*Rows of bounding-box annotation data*

┌──

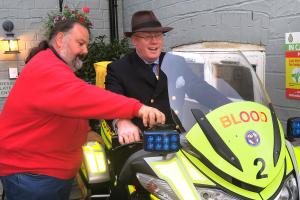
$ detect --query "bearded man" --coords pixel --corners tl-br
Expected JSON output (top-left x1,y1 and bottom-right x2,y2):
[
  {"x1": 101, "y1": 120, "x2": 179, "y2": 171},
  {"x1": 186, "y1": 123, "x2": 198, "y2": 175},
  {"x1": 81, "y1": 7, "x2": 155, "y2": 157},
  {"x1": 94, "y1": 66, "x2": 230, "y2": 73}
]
[{"x1": 0, "y1": 20, "x2": 165, "y2": 200}]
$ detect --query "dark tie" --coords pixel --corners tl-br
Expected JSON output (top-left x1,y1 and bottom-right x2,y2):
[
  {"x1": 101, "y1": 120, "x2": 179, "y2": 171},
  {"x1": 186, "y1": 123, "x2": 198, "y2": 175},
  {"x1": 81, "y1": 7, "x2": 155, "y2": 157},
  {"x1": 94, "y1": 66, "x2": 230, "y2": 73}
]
[{"x1": 150, "y1": 63, "x2": 158, "y2": 79}]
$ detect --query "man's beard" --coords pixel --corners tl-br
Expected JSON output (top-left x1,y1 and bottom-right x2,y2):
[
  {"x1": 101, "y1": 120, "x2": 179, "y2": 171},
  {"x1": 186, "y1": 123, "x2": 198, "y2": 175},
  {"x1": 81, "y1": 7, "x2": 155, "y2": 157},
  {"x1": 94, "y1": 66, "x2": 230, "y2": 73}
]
[{"x1": 60, "y1": 43, "x2": 85, "y2": 72}]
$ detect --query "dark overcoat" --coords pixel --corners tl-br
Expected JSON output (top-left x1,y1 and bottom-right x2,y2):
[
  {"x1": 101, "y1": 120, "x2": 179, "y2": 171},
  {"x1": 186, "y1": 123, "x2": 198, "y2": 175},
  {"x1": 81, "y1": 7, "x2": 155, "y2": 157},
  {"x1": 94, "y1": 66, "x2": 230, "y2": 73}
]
[{"x1": 105, "y1": 52, "x2": 173, "y2": 130}]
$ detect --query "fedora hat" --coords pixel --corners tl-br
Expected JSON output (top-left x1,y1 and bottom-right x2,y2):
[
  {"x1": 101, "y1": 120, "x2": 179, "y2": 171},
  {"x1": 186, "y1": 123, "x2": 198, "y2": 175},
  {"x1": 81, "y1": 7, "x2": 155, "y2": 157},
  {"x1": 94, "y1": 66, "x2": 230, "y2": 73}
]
[{"x1": 124, "y1": 10, "x2": 173, "y2": 37}]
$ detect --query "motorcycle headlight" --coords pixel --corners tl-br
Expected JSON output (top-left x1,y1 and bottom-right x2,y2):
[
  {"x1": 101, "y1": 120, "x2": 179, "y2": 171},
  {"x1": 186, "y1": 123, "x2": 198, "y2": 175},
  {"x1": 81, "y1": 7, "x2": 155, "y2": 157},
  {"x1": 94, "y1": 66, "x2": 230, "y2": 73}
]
[
  {"x1": 136, "y1": 173, "x2": 178, "y2": 200},
  {"x1": 196, "y1": 187, "x2": 238, "y2": 200},
  {"x1": 275, "y1": 174, "x2": 299, "y2": 200}
]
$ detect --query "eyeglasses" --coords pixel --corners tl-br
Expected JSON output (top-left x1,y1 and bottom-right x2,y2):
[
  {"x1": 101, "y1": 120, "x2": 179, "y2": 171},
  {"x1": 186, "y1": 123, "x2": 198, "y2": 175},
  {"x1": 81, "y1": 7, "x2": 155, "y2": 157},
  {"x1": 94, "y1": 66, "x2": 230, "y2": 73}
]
[{"x1": 134, "y1": 33, "x2": 164, "y2": 42}]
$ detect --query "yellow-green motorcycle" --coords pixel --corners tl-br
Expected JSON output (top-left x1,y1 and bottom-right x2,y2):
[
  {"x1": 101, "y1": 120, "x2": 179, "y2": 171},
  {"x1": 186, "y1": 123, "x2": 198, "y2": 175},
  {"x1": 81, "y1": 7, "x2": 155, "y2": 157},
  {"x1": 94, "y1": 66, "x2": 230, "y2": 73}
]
[{"x1": 81, "y1": 52, "x2": 300, "y2": 200}]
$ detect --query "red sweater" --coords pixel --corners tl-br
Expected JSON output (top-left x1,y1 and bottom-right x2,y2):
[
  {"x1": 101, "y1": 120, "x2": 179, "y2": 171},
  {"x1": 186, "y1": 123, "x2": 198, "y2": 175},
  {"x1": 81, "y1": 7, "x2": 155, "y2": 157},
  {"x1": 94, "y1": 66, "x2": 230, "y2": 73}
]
[{"x1": 0, "y1": 49, "x2": 142, "y2": 179}]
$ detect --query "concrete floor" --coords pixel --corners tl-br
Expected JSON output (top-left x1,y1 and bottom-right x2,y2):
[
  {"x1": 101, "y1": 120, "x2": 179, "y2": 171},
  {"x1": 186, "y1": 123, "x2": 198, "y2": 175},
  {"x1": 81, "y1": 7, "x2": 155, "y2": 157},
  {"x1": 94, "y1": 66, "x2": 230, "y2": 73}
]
[{"x1": 0, "y1": 182, "x2": 82, "y2": 200}]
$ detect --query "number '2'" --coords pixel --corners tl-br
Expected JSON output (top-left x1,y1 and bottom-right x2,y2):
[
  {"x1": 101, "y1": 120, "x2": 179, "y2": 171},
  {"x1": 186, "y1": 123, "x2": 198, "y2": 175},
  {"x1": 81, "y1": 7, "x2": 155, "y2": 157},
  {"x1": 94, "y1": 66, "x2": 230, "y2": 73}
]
[{"x1": 254, "y1": 158, "x2": 268, "y2": 179}]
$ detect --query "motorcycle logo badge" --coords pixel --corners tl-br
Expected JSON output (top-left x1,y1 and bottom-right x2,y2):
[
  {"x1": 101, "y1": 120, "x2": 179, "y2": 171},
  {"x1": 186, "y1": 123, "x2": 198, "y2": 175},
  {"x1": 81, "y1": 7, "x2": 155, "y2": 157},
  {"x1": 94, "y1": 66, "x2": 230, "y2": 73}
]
[{"x1": 245, "y1": 130, "x2": 260, "y2": 146}]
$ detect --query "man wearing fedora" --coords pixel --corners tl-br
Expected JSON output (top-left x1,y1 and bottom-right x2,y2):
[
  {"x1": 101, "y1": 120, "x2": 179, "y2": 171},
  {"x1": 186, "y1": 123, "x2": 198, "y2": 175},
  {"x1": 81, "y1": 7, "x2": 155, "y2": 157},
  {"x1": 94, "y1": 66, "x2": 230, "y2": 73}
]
[{"x1": 105, "y1": 10, "x2": 173, "y2": 144}]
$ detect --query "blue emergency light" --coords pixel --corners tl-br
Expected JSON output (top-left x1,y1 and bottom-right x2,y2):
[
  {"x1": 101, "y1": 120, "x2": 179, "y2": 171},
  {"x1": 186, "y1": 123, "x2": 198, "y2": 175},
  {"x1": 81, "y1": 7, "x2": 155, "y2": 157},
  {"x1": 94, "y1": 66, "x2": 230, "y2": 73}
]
[
  {"x1": 143, "y1": 130, "x2": 180, "y2": 153},
  {"x1": 287, "y1": 117, "x2": 300, "y2": 138}
]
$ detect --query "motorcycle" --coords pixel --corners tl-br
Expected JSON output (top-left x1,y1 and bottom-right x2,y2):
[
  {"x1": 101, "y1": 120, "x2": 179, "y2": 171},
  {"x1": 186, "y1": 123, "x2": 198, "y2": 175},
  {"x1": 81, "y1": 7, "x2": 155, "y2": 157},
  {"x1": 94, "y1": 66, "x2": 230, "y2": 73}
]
[{"x1": 78, "y1": 52, "x2": 300, "y2": 200}]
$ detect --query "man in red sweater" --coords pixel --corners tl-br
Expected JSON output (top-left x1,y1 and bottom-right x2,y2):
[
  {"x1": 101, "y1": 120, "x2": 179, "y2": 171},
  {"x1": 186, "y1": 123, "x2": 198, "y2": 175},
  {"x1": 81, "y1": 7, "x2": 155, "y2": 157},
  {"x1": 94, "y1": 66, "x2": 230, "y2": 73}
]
[{"x1": 0, "y1": 20, "x2": 165, "y2": 200}]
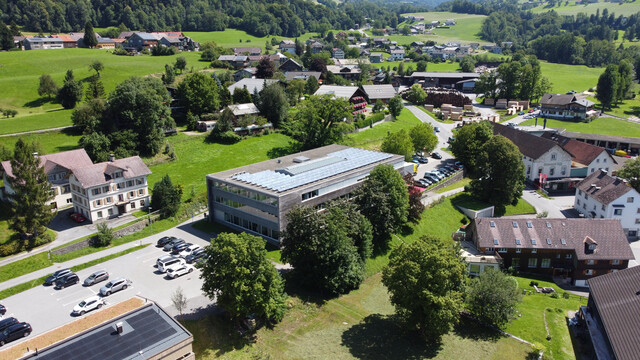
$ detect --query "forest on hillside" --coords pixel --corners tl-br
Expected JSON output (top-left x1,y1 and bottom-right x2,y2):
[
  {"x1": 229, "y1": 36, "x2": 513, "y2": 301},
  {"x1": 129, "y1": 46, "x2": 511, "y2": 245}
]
[{"x1": 0, "y1": 0, "x2": 426, "y2": 37}]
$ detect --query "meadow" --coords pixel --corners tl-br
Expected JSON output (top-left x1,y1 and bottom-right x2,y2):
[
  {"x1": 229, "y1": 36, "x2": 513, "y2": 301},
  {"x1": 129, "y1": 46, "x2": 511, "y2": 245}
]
[
  {"x1": 0, "y1": 49, "x2": 209, "y2": 134},
  {"x1": 531, "y1": 0, "x2": 640, "y2": 16}
]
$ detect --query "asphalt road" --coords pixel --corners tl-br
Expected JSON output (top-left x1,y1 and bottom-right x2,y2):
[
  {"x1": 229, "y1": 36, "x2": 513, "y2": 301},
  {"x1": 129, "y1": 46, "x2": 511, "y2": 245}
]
[{"x1": 2, "y1": 227, "x2": 212, "y2": 345}]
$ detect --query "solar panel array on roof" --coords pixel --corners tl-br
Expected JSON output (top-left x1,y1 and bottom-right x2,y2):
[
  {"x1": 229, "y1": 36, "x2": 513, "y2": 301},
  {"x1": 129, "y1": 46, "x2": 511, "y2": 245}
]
[{"x1": 231, "y1": 148, "x2": 393, "y2": 192}]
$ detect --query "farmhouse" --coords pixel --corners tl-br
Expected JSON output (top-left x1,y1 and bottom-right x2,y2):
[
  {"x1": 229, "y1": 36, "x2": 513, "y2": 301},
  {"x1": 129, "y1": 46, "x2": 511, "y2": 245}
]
[
  {"x1": 540, "y1": 93, "x2": 598, "y2": 120},
  {"x1": 492, "y1": 124, "x2": 577, "y2": 190},
  {"x1": 580, "y1": 266, "x2": 640, "y2": 360},
  {"x1": 0, "y1": 149, "x2": 93, "y2": 209},
  {"x1": 207, "y1": 144, "x2": 404, "y2": 245},
  {"x1": 466, "y1": 218, "x2": 634, "y2": 286},
  {"x1": 573, "y1": 170, "x2": 640, "y2": 239},
  {"x1": 69, "y1": 155, "x2": 151, "y2": 222}
]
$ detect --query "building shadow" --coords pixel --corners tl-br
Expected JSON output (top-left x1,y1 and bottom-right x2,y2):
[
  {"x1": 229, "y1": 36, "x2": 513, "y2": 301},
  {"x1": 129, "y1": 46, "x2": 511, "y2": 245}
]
[{"x1": 342, "y1": 314, "x2": 441, "y2": 360}]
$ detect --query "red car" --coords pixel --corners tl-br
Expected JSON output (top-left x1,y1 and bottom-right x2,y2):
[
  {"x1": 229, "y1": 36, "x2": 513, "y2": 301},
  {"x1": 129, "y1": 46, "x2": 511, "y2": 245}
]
[{"x1": 69, "y1": 213, "x2": 87, "y2": 223}]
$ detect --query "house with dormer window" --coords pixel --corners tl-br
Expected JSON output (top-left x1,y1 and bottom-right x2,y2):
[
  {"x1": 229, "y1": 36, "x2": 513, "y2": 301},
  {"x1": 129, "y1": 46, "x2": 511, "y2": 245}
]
[
  {"x1": 466, "y1": 218, "x2": 634, "y2": 286},
  {"x1": 69, "y1": 155, "x2": 151, "y2": 222},
  {"x1": 573, "y1": 170, "x2": 640, "y2": 239}
]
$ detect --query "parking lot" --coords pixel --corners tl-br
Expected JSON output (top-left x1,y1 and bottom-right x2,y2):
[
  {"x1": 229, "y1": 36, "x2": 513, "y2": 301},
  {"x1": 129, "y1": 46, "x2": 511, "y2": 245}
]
[{"x1": 2, "y1": 228, "x2": 210, "y2": 346}]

└──

*TASK DESCRIPTION*
Tally the lines above that contain the string "motorcycle". Give only the number.

*EXERCISE SOLUTION*
4